> [Material to process]:
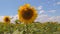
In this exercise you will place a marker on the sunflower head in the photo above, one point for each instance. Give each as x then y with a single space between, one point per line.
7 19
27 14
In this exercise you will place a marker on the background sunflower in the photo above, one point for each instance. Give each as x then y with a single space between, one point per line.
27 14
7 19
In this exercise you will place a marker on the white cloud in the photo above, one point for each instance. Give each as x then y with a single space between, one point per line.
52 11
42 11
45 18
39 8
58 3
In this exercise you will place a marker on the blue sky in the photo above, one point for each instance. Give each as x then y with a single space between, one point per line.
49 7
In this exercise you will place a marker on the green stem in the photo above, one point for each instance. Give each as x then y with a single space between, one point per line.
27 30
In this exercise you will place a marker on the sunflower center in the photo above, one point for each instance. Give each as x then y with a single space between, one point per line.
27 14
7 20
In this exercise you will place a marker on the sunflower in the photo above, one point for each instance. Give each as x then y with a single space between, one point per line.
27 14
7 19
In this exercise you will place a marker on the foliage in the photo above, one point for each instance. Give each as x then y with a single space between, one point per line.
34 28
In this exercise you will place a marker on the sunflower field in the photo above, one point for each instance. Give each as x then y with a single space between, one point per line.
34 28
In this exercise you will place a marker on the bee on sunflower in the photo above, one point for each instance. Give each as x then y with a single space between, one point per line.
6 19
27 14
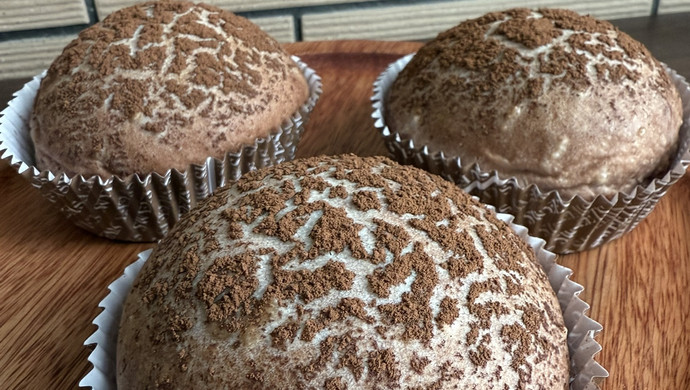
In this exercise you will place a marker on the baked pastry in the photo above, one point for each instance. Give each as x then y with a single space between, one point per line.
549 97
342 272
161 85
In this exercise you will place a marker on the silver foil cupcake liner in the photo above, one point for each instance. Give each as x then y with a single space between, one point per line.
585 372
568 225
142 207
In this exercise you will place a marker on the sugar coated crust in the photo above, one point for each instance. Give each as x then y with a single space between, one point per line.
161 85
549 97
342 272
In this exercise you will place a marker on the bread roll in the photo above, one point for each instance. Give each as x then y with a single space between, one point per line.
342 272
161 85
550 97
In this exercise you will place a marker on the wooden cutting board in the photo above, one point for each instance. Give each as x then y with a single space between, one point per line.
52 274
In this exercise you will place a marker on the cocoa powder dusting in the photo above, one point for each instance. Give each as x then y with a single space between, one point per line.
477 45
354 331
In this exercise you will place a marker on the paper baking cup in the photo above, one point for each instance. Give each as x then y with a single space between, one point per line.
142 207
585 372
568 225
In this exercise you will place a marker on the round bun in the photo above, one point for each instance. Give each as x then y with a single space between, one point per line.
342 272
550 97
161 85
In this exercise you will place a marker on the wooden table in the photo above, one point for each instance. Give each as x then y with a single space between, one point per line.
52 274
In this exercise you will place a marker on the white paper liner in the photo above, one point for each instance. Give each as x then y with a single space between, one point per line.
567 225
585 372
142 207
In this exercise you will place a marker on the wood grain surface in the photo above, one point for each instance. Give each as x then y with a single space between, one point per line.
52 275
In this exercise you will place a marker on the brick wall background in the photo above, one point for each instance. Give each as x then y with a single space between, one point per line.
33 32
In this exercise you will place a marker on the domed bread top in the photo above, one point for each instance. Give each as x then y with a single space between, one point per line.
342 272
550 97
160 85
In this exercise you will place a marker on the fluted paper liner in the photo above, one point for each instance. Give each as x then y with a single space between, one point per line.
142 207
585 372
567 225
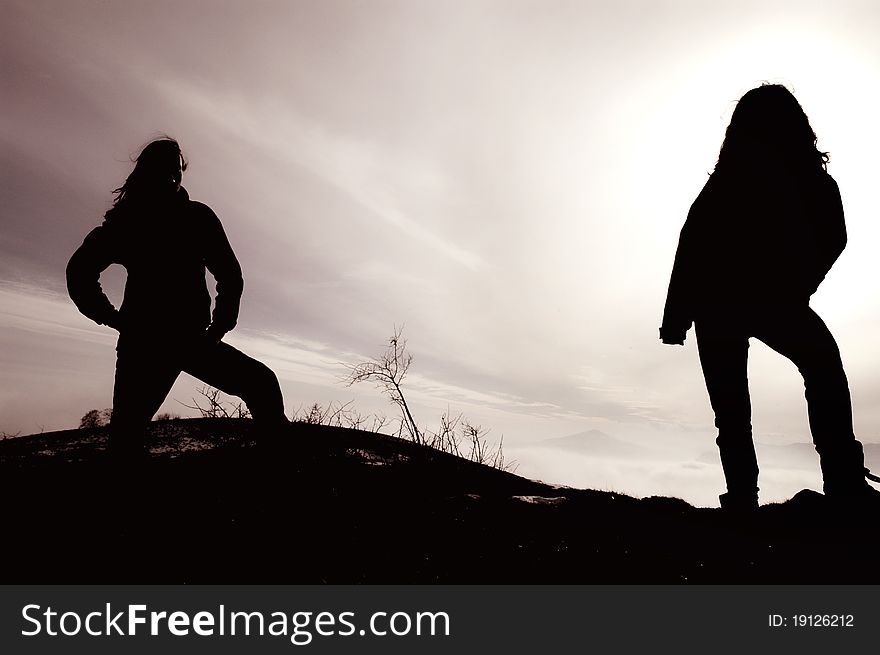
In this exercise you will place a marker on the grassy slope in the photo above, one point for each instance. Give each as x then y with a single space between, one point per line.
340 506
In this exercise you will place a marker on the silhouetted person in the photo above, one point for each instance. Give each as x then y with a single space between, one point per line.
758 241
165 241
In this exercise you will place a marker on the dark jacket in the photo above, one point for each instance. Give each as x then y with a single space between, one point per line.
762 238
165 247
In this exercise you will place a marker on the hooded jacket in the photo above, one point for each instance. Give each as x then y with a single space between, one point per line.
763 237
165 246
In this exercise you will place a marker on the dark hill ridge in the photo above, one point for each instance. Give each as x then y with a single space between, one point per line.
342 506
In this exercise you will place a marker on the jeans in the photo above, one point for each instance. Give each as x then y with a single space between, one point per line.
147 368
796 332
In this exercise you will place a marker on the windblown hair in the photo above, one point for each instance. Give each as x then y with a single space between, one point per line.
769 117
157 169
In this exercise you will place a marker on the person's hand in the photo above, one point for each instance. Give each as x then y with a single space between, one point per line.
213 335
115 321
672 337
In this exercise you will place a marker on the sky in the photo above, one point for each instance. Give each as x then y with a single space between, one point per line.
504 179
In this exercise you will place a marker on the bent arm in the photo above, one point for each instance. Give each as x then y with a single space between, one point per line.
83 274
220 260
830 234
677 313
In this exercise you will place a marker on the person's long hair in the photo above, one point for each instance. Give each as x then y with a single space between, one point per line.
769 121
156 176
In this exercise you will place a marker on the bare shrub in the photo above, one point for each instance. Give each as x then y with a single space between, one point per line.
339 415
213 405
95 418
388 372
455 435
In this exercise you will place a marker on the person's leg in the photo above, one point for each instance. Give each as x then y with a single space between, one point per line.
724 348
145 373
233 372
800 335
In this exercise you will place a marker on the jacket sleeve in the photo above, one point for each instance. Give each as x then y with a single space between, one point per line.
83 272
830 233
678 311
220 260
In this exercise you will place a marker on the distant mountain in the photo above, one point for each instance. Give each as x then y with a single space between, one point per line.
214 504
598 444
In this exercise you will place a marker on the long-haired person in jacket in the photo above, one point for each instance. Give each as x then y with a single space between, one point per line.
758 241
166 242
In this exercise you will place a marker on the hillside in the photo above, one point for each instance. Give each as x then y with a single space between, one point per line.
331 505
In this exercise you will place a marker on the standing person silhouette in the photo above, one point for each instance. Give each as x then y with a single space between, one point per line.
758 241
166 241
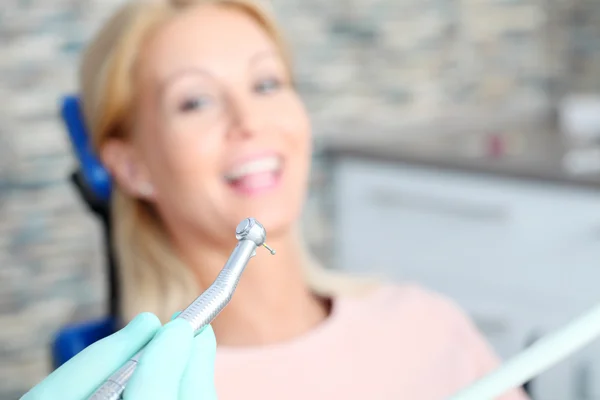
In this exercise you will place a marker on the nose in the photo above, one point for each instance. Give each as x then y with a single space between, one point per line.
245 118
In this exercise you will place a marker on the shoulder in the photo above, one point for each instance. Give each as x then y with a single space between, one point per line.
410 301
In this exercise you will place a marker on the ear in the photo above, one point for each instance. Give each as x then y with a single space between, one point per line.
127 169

> [Task prompt]: Copy out only the lines beginning at the line with "In this exercise you will place a marker on the bare" and ending at the last line of the entries. Keep them exact; drop pictures.

> [Finished task]:
In this exercise you will place a marker on the bare shrub in the photo above, one point for each instance. Give each as x then y with a single space between, one point per line.
339 415
213 405
95 418
388 372
455 435
In this exercise you will place a marker on the person's leg in the photo above, one point for each instance. Give each as x then y with a single space between, one point per line.
724 348
145 373
233 372
800 335
In this exercise you will place a marker on the jacket sleeve in the photo above, one point for each instance. Give each as x then y with a single space between, one point per line.
83 272
830 233
678 311
220 260
In this exercise you will place a marker on the distant mountain in the photo above, one point for each instance. Give each as x then y with a single space between, one point per line.
214 504
598 444
In this exercise you will place a marker on the long-haired person in jacket in the photo above, one point for each instance. Give each as x then y with a single space between, one point per line.
758 241
166 242
In this exercise you will place a marker on the hillside in the photo above, one point for each instance. Give each as x then y with a single space between, one point per line.
331 505
In this exercise you will place a marker on the standing person silhouette in the photo above, one point for each instance. Give each as x then y with a single space between, one point per line.
758 241
166 241
In this exercise you will place a marker on the nose in the photo above, one point for each instance. Give each as x then y with a single space between, one point per line.
245 118
In this exercise you will place a marker on the shoulder in the photo above, one point for each instance. Give each as x then y with a single space between, one point per line.
410 301
In this exercise you will place a marker on the ear in the photo above, one point for each instance. Give each as x then y with a single space between, one point per line.
127 169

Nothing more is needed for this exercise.